Exercise details: Report each line of the data that contains the string "below".

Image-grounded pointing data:
* * * * *

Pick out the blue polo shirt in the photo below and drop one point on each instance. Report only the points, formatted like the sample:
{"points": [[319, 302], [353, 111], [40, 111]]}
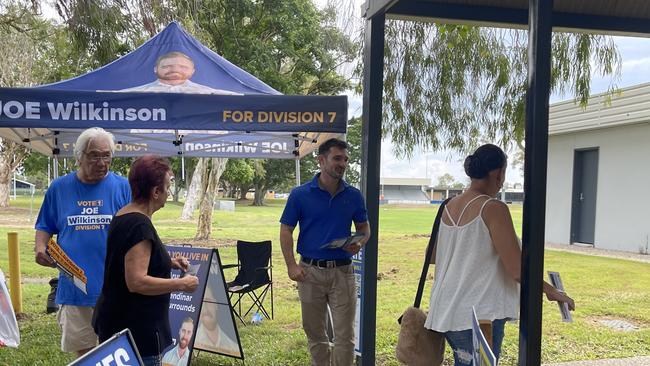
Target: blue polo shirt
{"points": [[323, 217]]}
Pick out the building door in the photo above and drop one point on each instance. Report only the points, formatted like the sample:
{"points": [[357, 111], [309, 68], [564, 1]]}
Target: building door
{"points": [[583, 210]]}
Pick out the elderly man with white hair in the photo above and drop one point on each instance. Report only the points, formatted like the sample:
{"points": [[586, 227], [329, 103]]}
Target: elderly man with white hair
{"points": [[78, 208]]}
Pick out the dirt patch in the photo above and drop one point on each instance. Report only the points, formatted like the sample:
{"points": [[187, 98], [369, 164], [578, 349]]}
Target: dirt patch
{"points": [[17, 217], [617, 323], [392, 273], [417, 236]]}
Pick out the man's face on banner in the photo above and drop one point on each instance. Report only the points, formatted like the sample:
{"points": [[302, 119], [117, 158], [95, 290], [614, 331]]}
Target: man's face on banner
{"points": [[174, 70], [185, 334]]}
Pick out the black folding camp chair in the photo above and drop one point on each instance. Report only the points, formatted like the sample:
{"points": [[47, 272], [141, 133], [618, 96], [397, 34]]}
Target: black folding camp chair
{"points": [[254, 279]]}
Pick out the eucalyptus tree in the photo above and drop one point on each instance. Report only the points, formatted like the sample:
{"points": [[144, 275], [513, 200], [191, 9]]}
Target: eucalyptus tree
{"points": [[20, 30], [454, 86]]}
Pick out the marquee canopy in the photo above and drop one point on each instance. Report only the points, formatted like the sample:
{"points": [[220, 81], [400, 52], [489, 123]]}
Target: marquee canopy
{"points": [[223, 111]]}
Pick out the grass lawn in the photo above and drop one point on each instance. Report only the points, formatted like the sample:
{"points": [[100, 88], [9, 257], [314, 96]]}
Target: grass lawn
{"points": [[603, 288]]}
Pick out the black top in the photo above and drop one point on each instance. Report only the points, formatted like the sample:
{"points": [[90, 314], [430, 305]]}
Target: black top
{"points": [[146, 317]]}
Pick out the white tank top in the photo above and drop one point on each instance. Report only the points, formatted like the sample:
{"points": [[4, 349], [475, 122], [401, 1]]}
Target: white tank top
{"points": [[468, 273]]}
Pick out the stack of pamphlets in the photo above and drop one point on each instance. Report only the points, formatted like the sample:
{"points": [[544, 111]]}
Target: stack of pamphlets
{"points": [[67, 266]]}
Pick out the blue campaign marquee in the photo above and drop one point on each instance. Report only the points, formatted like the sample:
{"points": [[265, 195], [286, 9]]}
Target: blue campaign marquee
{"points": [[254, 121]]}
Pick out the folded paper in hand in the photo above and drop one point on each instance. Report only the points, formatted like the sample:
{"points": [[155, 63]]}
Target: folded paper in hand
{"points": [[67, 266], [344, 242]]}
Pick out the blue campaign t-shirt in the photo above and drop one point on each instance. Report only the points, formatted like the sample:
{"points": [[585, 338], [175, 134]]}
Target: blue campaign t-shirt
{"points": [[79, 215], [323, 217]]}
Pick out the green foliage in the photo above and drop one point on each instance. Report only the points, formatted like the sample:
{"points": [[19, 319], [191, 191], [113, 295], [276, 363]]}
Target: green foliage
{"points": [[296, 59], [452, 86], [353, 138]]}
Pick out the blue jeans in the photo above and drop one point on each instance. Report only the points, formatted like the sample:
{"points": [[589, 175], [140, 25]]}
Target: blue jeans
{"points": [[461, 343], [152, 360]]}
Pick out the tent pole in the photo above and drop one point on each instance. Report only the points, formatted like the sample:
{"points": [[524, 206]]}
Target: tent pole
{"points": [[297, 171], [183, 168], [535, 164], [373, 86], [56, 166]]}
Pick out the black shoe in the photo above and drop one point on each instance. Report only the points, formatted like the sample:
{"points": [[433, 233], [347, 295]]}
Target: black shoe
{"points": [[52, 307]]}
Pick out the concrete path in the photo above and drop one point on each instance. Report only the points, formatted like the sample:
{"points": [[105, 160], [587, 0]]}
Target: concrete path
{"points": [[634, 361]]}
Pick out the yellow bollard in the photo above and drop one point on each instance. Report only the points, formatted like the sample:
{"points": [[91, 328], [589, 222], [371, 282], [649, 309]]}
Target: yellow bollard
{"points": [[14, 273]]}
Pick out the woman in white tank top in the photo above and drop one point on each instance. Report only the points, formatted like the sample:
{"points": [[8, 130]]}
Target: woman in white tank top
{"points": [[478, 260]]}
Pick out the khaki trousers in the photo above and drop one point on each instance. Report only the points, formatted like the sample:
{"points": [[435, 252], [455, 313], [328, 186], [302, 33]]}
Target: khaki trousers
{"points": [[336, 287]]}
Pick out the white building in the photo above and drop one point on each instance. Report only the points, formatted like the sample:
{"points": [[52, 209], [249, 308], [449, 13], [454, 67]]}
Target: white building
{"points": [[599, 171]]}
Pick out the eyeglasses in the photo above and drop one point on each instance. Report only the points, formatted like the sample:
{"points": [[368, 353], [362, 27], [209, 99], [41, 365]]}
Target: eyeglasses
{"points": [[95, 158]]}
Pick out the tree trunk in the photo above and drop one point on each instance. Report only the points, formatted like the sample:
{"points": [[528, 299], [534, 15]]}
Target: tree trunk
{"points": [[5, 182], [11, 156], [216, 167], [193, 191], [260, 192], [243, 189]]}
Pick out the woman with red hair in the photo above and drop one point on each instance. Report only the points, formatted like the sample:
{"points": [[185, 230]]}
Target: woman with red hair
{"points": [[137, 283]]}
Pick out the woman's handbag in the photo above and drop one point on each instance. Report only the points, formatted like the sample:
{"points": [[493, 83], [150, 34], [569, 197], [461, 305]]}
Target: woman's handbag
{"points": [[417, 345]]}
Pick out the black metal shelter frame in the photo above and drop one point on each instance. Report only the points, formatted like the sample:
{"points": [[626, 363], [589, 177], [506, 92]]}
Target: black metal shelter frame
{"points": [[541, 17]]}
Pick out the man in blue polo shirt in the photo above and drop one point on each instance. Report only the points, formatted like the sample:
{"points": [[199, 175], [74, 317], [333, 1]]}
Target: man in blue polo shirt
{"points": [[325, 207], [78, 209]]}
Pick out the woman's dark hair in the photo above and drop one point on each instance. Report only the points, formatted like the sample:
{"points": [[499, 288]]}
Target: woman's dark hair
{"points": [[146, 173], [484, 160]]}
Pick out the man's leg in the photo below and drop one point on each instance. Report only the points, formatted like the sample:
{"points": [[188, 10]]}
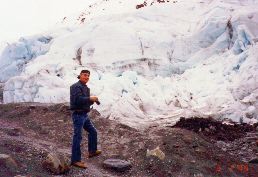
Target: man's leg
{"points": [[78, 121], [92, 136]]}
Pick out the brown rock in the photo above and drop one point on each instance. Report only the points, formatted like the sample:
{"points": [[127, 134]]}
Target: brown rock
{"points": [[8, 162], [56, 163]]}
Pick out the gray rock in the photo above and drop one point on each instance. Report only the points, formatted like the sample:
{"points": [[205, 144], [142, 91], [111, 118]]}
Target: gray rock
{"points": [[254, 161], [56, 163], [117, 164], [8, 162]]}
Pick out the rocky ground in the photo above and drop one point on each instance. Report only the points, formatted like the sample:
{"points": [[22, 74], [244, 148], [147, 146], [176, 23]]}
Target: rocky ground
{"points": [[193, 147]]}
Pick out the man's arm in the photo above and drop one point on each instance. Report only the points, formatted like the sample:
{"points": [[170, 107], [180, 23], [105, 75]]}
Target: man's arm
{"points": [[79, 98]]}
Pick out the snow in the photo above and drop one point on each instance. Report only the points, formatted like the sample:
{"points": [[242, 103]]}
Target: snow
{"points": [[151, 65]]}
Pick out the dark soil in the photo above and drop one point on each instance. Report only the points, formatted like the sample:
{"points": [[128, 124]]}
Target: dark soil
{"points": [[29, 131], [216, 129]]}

* * * * *

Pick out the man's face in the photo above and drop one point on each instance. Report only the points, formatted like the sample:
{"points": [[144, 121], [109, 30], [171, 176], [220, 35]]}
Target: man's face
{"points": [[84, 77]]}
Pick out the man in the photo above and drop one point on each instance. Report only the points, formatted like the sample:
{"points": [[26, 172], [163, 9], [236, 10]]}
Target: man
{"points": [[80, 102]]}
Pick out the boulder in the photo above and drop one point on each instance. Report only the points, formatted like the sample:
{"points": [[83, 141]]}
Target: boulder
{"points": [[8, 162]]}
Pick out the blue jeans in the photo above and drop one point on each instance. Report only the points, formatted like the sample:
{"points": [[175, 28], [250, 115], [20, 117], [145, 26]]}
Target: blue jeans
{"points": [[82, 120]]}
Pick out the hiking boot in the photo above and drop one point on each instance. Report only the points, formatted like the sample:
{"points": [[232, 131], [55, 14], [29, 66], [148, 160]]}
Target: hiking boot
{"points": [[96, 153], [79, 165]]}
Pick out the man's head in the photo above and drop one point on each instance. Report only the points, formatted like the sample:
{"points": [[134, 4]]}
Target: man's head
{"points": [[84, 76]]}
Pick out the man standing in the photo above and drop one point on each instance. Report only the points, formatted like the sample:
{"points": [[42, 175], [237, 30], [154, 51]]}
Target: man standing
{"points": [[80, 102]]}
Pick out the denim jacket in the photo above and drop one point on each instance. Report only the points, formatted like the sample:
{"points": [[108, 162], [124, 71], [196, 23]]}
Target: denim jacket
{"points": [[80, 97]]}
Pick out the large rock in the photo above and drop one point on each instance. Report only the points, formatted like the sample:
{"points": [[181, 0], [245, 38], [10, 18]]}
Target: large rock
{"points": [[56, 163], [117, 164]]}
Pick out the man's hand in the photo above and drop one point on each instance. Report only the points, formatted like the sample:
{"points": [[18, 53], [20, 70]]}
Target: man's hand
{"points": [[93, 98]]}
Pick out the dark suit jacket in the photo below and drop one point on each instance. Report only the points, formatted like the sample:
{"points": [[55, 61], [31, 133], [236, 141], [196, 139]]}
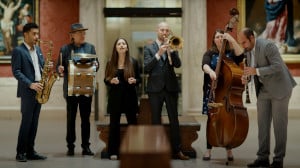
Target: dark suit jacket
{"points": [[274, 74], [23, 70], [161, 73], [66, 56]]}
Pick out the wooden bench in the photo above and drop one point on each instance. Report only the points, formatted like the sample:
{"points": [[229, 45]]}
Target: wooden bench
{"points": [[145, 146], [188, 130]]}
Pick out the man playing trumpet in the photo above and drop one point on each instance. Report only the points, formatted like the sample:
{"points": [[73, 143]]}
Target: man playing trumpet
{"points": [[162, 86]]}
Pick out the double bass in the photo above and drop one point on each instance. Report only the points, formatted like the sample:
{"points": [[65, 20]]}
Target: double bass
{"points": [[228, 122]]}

* * * * *

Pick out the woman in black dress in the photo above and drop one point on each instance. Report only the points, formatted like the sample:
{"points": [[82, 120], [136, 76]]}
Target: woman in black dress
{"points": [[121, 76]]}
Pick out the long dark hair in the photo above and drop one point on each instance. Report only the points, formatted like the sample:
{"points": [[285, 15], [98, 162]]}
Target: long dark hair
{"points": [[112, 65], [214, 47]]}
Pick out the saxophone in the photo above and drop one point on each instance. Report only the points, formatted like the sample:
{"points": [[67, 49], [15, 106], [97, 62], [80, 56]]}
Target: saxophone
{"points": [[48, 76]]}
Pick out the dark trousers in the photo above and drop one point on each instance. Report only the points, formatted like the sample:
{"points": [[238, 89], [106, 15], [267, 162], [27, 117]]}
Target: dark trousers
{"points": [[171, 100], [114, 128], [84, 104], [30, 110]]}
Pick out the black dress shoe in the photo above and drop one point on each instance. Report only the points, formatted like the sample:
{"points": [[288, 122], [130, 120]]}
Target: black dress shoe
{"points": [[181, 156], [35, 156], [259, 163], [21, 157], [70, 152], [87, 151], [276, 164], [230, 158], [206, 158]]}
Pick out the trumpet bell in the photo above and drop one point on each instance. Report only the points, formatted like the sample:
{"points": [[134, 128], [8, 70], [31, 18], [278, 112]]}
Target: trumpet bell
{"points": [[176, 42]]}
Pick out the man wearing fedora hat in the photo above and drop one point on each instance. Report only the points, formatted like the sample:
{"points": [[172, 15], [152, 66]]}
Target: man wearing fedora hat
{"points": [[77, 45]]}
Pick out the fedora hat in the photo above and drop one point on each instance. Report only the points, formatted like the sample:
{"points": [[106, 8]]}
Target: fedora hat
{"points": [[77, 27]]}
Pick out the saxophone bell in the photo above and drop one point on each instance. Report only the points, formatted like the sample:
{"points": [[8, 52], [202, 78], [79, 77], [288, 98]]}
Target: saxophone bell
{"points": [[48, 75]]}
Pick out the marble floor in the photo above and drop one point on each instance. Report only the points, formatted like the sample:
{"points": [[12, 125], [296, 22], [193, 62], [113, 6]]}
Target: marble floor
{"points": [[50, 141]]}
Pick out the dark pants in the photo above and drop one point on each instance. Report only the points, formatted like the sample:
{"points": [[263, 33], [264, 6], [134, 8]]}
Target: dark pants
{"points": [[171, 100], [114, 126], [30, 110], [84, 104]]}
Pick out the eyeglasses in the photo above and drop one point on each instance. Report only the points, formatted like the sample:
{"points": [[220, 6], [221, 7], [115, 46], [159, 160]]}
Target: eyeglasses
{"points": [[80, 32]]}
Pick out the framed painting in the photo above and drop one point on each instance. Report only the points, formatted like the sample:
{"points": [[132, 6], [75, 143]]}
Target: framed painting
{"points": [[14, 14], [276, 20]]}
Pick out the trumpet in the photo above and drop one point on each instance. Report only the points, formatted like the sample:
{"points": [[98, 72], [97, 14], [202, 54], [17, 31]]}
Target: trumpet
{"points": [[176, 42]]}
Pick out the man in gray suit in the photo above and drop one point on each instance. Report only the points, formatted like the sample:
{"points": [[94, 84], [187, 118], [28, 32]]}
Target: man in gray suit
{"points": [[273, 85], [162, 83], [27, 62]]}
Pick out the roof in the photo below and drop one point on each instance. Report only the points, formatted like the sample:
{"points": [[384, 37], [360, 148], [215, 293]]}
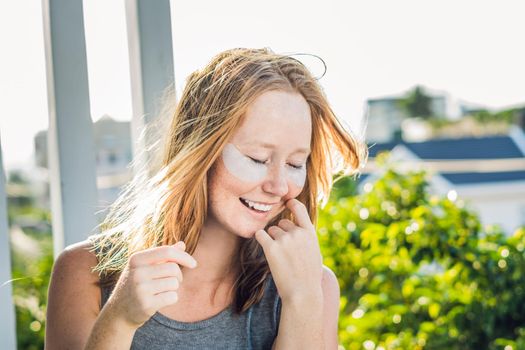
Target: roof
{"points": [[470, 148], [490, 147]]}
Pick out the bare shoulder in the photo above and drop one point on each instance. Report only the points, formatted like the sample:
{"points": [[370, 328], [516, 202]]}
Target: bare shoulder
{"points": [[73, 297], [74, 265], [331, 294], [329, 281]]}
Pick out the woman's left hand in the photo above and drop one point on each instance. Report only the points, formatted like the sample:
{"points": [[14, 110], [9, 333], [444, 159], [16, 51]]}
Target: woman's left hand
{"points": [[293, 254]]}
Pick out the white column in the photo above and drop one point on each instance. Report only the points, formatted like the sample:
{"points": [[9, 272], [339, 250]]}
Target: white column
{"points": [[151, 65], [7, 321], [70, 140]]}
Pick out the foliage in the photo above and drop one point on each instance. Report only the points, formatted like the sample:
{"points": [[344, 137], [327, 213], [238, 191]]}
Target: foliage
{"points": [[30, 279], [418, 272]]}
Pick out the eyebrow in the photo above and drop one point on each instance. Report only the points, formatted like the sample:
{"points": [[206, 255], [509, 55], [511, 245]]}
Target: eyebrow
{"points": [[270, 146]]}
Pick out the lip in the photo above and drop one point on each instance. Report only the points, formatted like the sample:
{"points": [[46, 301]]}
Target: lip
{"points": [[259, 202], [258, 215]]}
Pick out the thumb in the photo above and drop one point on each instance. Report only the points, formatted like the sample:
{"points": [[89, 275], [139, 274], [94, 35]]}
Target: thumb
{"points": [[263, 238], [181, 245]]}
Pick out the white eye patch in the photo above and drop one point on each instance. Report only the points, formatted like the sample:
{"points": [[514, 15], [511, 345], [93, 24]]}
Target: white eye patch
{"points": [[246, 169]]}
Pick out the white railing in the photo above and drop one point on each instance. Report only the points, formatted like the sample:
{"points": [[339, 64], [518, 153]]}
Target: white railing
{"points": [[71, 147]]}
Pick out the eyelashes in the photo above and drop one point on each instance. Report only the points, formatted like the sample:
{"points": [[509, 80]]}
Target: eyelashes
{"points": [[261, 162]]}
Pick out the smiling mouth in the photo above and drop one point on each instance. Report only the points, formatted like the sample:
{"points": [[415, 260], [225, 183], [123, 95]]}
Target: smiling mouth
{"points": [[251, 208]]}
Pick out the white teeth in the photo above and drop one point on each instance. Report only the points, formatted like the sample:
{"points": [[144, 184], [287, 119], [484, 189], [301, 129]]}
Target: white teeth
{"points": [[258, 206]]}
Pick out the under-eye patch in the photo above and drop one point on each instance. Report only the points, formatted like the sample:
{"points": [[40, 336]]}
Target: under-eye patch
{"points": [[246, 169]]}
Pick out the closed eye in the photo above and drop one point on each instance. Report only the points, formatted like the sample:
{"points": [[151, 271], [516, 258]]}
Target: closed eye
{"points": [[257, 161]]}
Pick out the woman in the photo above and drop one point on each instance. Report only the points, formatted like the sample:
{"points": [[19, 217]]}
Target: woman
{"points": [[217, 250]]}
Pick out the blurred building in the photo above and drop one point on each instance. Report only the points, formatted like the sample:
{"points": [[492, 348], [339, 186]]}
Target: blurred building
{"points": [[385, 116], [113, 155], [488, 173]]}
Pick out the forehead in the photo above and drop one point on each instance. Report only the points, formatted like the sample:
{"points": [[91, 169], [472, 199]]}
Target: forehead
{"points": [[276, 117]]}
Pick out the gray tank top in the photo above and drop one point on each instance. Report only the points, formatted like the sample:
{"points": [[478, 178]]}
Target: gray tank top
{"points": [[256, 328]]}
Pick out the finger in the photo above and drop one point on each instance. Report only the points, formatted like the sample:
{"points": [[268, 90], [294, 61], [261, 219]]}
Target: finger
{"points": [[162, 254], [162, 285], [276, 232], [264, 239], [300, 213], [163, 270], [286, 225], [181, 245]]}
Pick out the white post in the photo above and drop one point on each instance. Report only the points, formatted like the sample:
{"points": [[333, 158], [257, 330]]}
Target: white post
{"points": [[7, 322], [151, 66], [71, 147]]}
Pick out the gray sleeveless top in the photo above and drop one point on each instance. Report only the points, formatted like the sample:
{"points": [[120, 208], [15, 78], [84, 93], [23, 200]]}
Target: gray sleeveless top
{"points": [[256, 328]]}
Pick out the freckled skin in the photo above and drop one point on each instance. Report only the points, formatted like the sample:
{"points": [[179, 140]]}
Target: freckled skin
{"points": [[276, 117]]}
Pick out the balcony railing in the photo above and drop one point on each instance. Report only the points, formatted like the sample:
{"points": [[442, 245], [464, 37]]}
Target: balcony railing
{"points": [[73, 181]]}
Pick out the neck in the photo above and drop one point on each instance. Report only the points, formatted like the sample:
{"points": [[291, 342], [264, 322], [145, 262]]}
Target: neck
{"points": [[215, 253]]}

* * * * *

Your solution:
Pick out the blue polo shirt in the photo below and drop one point on each instance. Report only the points, formatted like the sample:
Pick out the man's leg in the photo below and drop one point on each instance. Report only the points, formatted like the sample:
Pick out the dark suit jacket in the photo below and drop one point on each instance. Report only the points, formatted like the sample:
Pick out the roof in the photo below and drop one point on each instance. Report only the points, formatted like the sample:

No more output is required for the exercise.